[Start of section]
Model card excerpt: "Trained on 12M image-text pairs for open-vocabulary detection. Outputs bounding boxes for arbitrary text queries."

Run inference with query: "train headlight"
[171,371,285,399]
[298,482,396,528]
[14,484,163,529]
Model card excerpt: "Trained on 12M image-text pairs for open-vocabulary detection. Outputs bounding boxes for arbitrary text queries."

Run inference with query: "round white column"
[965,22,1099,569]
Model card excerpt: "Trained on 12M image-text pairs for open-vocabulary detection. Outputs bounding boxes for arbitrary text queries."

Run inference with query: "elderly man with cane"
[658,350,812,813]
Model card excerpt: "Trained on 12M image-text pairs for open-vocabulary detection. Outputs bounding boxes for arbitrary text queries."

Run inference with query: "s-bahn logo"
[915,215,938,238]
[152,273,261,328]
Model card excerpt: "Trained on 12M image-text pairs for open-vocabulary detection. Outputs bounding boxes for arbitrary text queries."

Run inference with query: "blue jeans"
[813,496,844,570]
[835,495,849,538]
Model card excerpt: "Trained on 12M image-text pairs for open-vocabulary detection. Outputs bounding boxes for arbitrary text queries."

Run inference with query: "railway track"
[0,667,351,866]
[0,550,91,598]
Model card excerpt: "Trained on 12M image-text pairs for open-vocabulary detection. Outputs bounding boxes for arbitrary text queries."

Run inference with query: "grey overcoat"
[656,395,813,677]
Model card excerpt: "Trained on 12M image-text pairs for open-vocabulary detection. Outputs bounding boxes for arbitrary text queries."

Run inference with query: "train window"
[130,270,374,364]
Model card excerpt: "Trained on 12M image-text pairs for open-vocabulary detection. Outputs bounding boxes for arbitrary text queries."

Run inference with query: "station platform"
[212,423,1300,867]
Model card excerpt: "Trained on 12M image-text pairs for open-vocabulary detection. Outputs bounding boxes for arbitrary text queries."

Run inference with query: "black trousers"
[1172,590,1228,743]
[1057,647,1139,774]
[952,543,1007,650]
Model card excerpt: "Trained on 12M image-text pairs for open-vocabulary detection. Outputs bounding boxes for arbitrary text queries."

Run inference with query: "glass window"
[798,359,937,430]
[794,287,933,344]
[End of section]
Restate the entries above word for word.

= ANSWER TO THE EXERCISE =
Model card excerpt: "Trained on 12M image-text pairs for open-vocabulary detection. Outputs bounding boxes for arbitrary text queries."

Run inference with query: "train headlight"
[171,371,285,399]
[298,482,396,528]
[14,484,163,529]
Model card excerpt: "Trained on 12M image-text pairs for open-vocabulary detection. Outputs bounding boxes for arbitrary text queries."

Run inference with query: "round white column"
[965,22,1099,569]
Model card excerpt: "Trained on 12M image-text pairs for open-vocabulary detection. Outputs bounding boxes for arbitrary text queries."

Run inference with query: "elderly man with cane"
[658,350,812,813]
Model card excerpt: "Trained on 12M image-text pairs for open-vocabulary detection. Outputs bounding boxes for arbitrary text queries."

Run inference with query: "s-bahn logo"
[915,215,938,238]
[152,273,261,328]
Model card excerpt: "Trained on 12M image-text pairs for open-vocabulary detection. Outputs bounding boxes for arbitrary text queries."

Run inference with query: "blue jeans"
[813,496,844,570]
[835,495,849,538]
Model card excerpt: "Trained on 12M image-text pairs for open-vocabulary detection. Outputs bounding boxes for arbitrary text queries."

Run inference with query: "railway track"
[0,667,351,866]
[0,550,91,598]
Model card excerpt: "Trained on 12M image-text pairs for open-vocabulary detection. Outputs bounding boxes for arbitrary text queries."

Run inference with query: "grey overcoat"
[656,395,813,677]
Model card excerpt: "Trained on 12M image-text pairs for open-vocabulary detection. Outputs bounding boxes for arbitrary text queries."

Run inference with query: "train window"
[130,270,374,364]
Model card excerpt: "Trained on 12M image-text pairs for open-vocabulary detection. Outputs bounding boxes for arbitrary text queries."

Run inference with query: "station platform"
[212,423,1300,867]
Model card excerpt: "Trained on 12M image-text pairs for open-vocabulary detection. Outputs bounding boxes for arbitrary text queries."

Run inference with query: "black trousers"
[1172,590,1228,743]
[1057,647,1139,774]
[952,543,1007,650]
Model card excerpt: "Trained on 12M image-text pairs for open-vocabulary detection. Outputs bounding boxes for arbitrary text queries."

Run inference with query: "glass window"
[798,359,937,430]
[794,287,933,344]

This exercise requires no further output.